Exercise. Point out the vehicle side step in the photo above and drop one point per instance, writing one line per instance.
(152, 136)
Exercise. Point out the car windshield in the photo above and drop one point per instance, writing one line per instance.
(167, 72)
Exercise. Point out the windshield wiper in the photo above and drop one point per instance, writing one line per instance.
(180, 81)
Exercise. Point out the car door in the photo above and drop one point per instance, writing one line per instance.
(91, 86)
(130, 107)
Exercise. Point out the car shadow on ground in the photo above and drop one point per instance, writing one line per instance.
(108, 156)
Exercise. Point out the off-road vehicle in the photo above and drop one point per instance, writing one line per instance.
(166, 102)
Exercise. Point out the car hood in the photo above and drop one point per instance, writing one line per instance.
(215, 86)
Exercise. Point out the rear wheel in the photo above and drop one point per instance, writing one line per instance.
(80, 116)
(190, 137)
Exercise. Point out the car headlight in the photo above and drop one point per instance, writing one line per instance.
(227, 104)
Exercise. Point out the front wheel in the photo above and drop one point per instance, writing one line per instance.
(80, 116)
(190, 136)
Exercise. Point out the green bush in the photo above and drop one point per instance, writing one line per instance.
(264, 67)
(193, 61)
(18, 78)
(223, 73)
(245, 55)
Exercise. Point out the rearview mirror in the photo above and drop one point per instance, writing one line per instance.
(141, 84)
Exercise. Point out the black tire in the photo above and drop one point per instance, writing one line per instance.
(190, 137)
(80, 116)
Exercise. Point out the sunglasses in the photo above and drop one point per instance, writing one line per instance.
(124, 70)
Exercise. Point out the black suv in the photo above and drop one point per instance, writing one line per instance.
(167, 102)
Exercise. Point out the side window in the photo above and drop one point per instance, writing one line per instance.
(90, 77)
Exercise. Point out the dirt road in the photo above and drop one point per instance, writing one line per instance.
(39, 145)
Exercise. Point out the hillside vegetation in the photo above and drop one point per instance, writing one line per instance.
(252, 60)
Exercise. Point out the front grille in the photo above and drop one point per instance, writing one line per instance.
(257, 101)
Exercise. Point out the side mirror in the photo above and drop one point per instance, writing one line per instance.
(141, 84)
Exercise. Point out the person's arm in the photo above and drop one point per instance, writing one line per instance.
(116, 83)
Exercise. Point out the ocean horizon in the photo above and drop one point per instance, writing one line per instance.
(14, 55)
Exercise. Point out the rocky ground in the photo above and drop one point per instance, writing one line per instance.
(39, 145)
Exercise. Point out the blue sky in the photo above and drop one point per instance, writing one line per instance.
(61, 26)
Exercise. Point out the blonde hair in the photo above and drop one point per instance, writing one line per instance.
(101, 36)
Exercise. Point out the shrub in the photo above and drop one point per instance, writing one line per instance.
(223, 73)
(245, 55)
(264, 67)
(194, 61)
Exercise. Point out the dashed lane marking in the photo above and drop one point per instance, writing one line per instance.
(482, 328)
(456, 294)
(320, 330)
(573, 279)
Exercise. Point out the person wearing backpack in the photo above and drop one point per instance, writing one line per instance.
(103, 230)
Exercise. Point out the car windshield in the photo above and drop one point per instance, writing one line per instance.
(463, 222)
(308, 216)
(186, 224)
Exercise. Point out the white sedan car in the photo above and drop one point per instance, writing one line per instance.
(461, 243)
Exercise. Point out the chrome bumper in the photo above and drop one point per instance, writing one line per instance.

» **The task**: Rewrite the listing above, swapping "Point out" for "Mark" everywhere it occurs and keeping everything else the same.

» **Solution to this problem**:
Exercise. Mark the vehicle side step in the photo above and drop one point per instance, writing one line per instance.
(152, 136)
Exercise. Mark the car windshield in the photo above and drop one point per instance, writing one line per instance.
(167, 72)
Exercise. Mark the windshield wiper in the photo above and drop one point per instance, writing one line per instance.
(180, 81)
Exercise. Mark the car door in the photo above and drop one point per instance, writing one line per instance.
(91, 86)
(130, 107)
Exercise. Mark the car shadow on ground in the photo above and drop one point per instance, writing one line per instance.
(108, 156)
Exercise. Mark the off-road vehicle in the photo above and drop one point per instance, writing one line per instance.
(166, 102)
Exercise. Mark the car hood in the photo above and drop one point per instance, writing one line per instance.
(215, 86)
Exercise. Mark the rear wheel in the photo above and drop one point per instance, writing one line per instance.
(80, 116)
(190, 137)
Exercise. Mark the car headlight in the photo above and drop one point per instance, writing one line per instance.
(227, 104)
Exercise. Mark the front wheel in the photo above and drop one point per instance, writing one line per instance.
(80, 116)
(190, 136)
Exercise. Mark the green bush in the photo above and drop one point per instance, writing one line per instance.
(264, 67)
(193, 61)
(18, 78)
(223, 73)
(245, 55)
Exercise. Mark the rearview mirror in the photo above and drop one point per instance, writing one line per instance.
(141, 84)
Exercise. Mark the black tire in the photo above and drop one point per instance, writing one line per instance.
(190, 137)
(80, 116)
Exercise. Mark the sunglasses in the photo above and drop one point per instance, writing one line per instance.
(124, 70)
Exercise. Mark the black suv in the photo above and drop one point per instance, writing one line per instance.
(167, 102)
Exercise. Mark the side window in the photo above and drop one point per instance, writing one line per instance.
(90, 77)
Exercise. Mark the dirt road in the photo above and drop one point per instance, writing one line per instance.
(39, 145)
Exercise. Mark the hillside vegetation in the photo above and drop one point per instance, writing one line per instance.
(252, 60)
Exercise. Mark the front grille in the photo above and drop one point per instance, writing one line per instance.
(257, 101)
Exercise. Mark the side mirror in the photo above and drop one point per instance, writing one line per instance.
(141, 84)
Exercise. Mark the person's arm in the photo above and drop one point per instance, writing one line per instance.
(116, 83)
Exercise. Mark the ocean horizon in the photo above and drop one point per instance, writing one line per instance.
(14, 55)
Exercise. Mark the rocky ground in the photo above and drop one point per instance, writing one line per instance.
(39, 145)
Exercise. Mark the blue sky in the photo above and drop one point per instance, writing one line per instance.
(61, 26)
Exercise. Mark the blonde hair in the photo above and drop one point per instance, writing one line per instance.
(101, 36)
Exercise. Mark the shrub in the photo above and drop one point per instance, writing one line per instance.
(223, 73)
(245, 55)
(264, 67)
(194, 61)
Exercise. Mark the dashed lane marking in the photo above and drop one point per instance, writing one line per instance.
(482, 328)
(456, 294)
(320, 330)
(573, 279)
Exercise. Mark the person wearing backpack in the photo above and drop one point per instance, writing one line per instance.
(103, 230)
Exercise. Mark the car windshield in the photo above and drop one point per instance, writing one line per instance.
(463, 222)
(308, 216)
(186, 224)
Exercise. Mark the white sedan car in the photo above and drop one point per instance, writing one line per instance.
(461, 243)
Exercise. Mark the chrome bumper in the photo above and drop one point per instance, writing one line per instance.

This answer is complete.